Pick out each line of the records below that contains the word "riverbank", and copy those lines.

-- Material provided --

....

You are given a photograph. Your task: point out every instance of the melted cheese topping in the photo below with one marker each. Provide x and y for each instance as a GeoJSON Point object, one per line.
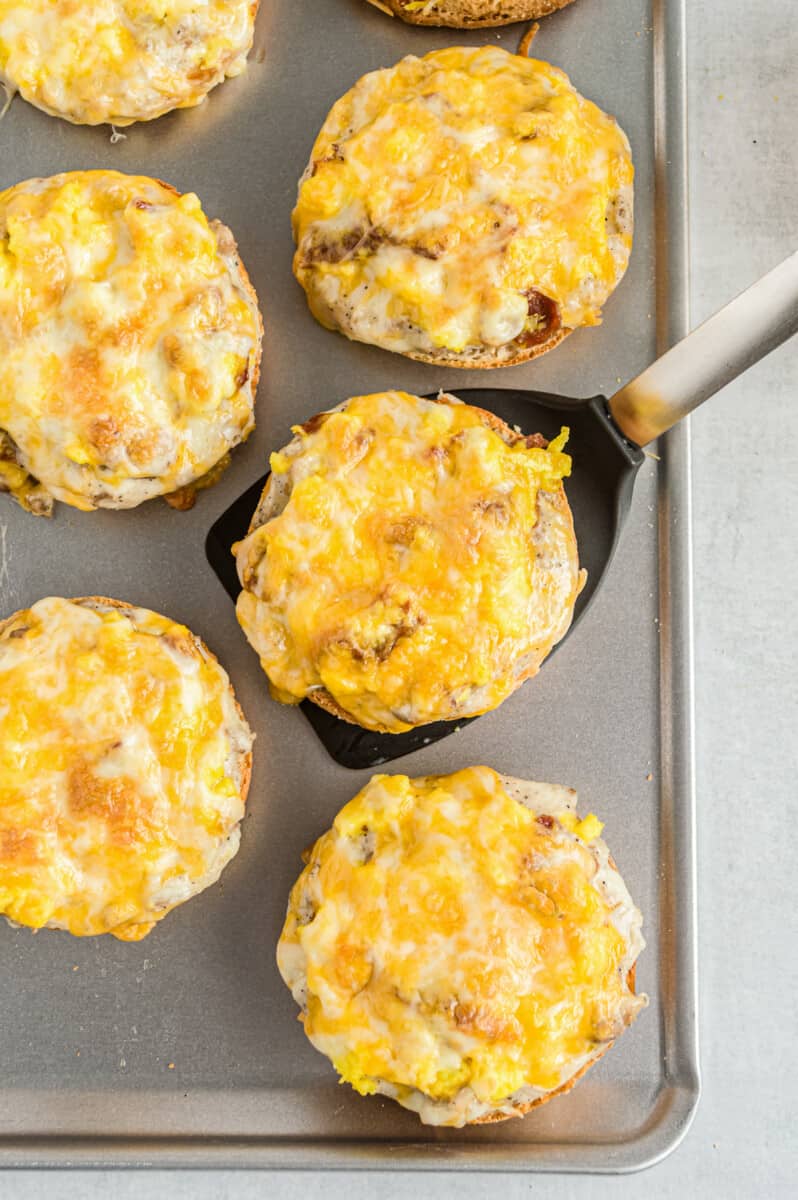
{"type": "Point", "coordinates": [121, 60]}
{"type": "Point", "coordinates": [420, 567]}
{"type": "Point", "coordinates": [121, 768]}
{"type": "Point", "coordinates": [448, 193]}
{"type": "Point", "coordinates": [127, 340]}
{"type": "Point", "coordinates": [457, 949]}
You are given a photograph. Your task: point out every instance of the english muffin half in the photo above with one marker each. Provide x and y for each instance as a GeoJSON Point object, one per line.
{"type": "Point", "coordinates": [467, 209]}
{"type": "Point", "coordinates": [125, 765]}
{"type": "Point", "coordinates": [121, 60]}
{"type": "Point", "coordinates": [130, 342]}
{"type": "Point", "coordinates": [468, 13]}
{"type": "Point", "coordinates": [411, 561]}
{"type": "Point", "coordinates": [462, 943]}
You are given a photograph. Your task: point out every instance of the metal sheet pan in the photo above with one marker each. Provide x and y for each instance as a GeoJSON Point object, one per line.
{"type": "Point", "coordinates": [89, 1029]}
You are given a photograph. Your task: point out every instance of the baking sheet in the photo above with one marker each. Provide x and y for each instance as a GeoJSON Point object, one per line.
{"type": "Point", "coordinates": [184, 1049]}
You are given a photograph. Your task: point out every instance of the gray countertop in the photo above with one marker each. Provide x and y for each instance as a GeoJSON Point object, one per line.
{"type": "Point", "coordinates": [743, 174]}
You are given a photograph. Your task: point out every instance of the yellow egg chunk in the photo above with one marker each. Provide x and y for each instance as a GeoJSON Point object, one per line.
{"type": "Point", "coordinates": [130, 341]}
{"type": "Point", "coordinates": [124, 767]}
{"type": "Point", "coordinates": [466, 208]}
{"type": "Point", "coordinates": [121, 60]}
{"type": "Point", "coordinates": [454, 945]}
{"type": "Point", "coordinates": [411, 561]}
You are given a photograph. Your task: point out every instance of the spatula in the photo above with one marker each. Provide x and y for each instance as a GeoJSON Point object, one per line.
{"type": "Point", "coordinates": [605, 442]}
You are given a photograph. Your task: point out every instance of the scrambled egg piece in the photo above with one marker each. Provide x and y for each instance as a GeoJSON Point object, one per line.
{"type": "Point", "coordinates": [121, 60]}
{"type": "Point", "coordinates": [130, 341]}
{"type": "Point", "coordinates": [457, 949]}
{"type": "Point", "coordinates": [465, 205]}
{"type": "Point", "coordinates": [124, 767]}
{"type": "Point", "coordinates": [414, 563]}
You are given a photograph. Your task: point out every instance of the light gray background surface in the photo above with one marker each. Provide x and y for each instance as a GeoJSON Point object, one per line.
{"type": "Point", "coordinates": [744, 219]}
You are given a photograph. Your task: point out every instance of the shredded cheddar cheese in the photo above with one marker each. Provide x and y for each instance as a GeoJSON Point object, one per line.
{"type": "Point", "coordinates": [121, 60]}
{"type": "Point", "coordinates": [121, 767]}
{"type": "Point", "coordinates": [127, 340]}
{"type": "Point", "coordinates": [466, 202]}
{"type": "Point", "coordinates": [457, 949]}
{"type": "Point", "coordinates": [423, 565]}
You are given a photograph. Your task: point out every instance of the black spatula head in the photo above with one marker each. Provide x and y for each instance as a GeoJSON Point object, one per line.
{"type": "Point", "coordinates": [599, 491]}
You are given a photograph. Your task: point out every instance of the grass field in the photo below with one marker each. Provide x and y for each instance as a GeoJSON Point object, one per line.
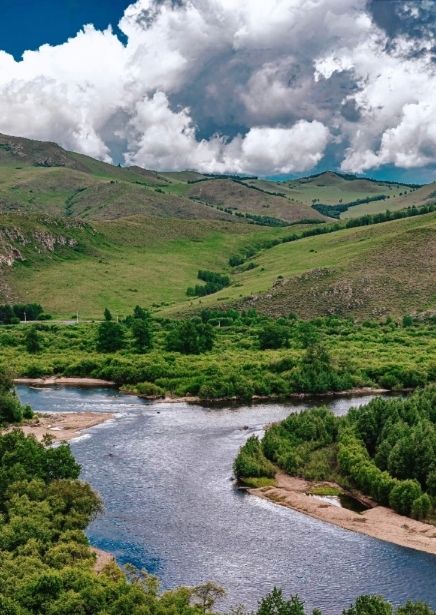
{"type": "Point", "coordinates": [136, 260]}
{"type": "Point", "coordinates": [366, 271]}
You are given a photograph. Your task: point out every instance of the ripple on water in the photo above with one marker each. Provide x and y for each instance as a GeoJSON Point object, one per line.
{"type": "Point", "coordinates": [164, 473]}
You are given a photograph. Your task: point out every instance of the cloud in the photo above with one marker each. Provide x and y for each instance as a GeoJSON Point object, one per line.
{"type": "Point", "coordinates": [234, 86]}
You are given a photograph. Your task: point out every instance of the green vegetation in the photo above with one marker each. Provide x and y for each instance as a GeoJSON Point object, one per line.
{"type": "Point", "coordinates": [48, 568]}
{"type": "Point", "coordinates": [214, 283]}
{"type": "Point", "coordinates": [13, 314]}
{"type": "Point", "coordinates": [126, 252]}
{"type": "Point", "coordinates": [386, 449]}
{"type": "Point", "coordinates": [11, 410]}
{"type": "Point", "coordinates": [218, 354]}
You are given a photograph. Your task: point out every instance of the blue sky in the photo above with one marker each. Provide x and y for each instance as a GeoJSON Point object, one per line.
{"type": "Point", "coordinates": [273, 88]}
{"type": "Point", "coordinates": [28, 24]}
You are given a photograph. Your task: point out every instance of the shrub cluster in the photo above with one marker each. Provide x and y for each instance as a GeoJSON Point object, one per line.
{"type": "Point", "coordinates": [387, 449]}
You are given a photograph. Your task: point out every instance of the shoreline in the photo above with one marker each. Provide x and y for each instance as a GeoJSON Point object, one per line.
{"type": "Point", "coordinates": [192, 399]}
{"type": "Point", "coordinates": [62, 427]}
{"type": "Point", "coordinates": [356, 392]}
{"type": "Point", "coordinates": [64, 381]}
{"type": "Point", "coordinates": [378, 522]}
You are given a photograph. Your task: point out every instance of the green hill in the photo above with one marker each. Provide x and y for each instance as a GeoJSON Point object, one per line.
{"type": "Point", "coordinates": [80, 234]}
{"type": "Point", "coordinates": [369, 271]}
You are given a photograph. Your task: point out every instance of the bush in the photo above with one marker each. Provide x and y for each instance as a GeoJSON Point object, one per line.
{"type": "Point", "coordinates": [403, 496]}
{"type": "Point", "coordinates": [190, 337]}
{"type": "Point", "coordinates": [251, 462]}
{"type": "Point", "coordinates": [421, 507]}
{"type": "Point", "coordinates": [273, 336]}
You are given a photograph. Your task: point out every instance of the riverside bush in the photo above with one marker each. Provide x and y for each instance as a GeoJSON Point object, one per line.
{"type": "Point", "coordinates": [322, 355]}
{"type": "Point", "coordinates": [387, 449]}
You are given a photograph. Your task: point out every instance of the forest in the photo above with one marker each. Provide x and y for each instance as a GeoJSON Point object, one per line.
{"type": "Point", "coordinates": [386, 450]}
{"type": "Point", "coordinates": [228, 354]}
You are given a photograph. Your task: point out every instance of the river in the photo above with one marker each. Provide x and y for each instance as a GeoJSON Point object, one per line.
{"type": "Point", "coordinates": [164, 472]}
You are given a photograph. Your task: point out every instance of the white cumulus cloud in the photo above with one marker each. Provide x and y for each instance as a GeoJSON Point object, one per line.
{"type": "Point", "coordinates": [230, 86]}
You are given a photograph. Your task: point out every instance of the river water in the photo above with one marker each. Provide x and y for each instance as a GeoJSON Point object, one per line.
{"type": "Point", "coordinates": [164, 472]}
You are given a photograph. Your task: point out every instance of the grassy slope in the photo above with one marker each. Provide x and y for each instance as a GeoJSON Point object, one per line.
{"type": "Point", "coordinates": [422, 196]}
{"type": "Point", "coordinates": [367, 271]}
{"type": "Point", "coordinates": [136, 260]}
{"type": "Point", "coordinates": [330, 189]}
{"type": "Point", "coordinates": [228, 193]}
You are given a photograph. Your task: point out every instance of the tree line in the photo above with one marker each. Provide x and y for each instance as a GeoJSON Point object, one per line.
{"type": "Point", "coordinates": [387, 449]}
{"type": "Point", "coordinates": [48, 568]}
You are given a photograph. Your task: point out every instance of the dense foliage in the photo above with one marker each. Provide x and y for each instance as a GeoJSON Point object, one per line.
{"type": "Point", "coordinates": [387, 449]}
{"type": "Point", "coordinates": [11, 409]}
{"type": "Point", "coordinates": [217, 354]}
{"type": "Point", "coordinates": [47, 566]}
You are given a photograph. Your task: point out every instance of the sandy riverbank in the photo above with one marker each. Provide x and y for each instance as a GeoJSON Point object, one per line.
{"type": "Point", "coordinates": [378, 522]}
{"type": "Point", "coordinates": [102, 558]}
{"type": "Point", "coordinates": [60, 380]}
{"type": "Point", "coordinates": [65, 426]}
{"type": "Point", "coordinates": [356, 392]}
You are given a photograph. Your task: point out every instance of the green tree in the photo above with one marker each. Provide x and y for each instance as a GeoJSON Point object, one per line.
{"type": "Point", "coordinates": [32, 341]}
{"type": "Point", "coordinates": [421, 507]}
{"type": "Point", "coordinates": [110, 336]}
{"type": "Point", "coordinates": [403, 495]}
{"type": "Point", "coordinates": [190, 337]}
{"type": "Point", "coordinates": [142, 334]}
{"type": "Point", "coordinates": [273, 335]}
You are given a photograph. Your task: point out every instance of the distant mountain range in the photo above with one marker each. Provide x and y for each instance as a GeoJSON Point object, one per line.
{"type": "Point", "coordinates": [79, 234]}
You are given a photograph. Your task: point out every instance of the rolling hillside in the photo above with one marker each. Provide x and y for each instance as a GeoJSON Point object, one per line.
{"type": "Point", "coordinates": [368, 272]}
{"type": "Point", "coordinates": [43, 178]}
{"type": "Point", "coordinates": [80, 234]}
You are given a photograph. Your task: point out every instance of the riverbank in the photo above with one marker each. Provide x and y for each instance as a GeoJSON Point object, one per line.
{"type": "Point", "coordinates": [63, 381]}
{"type": "Point", "coordinates": [191, 399]}
{"type": "Point", "coordinates": [379, 522]}
{"type": "Point", "coordinates": [63, 427]}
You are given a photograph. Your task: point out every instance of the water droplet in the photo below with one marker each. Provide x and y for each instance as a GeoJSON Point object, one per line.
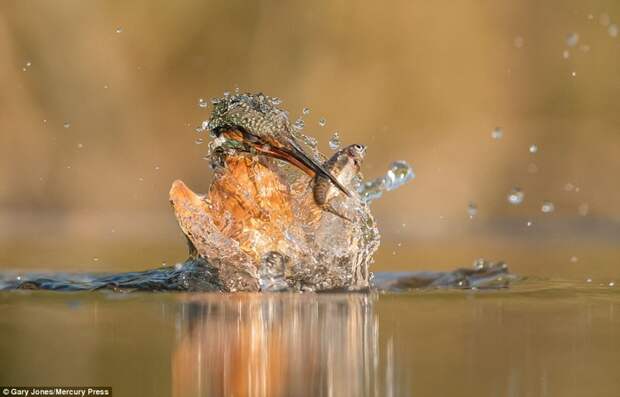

....

-- Response --
You are given a photograph. Your task: point out every instance of the sandy riverbank in the photo above with one marker each. Provide x and y for each instance as a GeoJSON Point object, one per line.
You are given a photograph. Your task: point out every instance of the riverbank in the photo above with one marker each. Provide x and y for each instance as a GeoJSON Point object, one per line.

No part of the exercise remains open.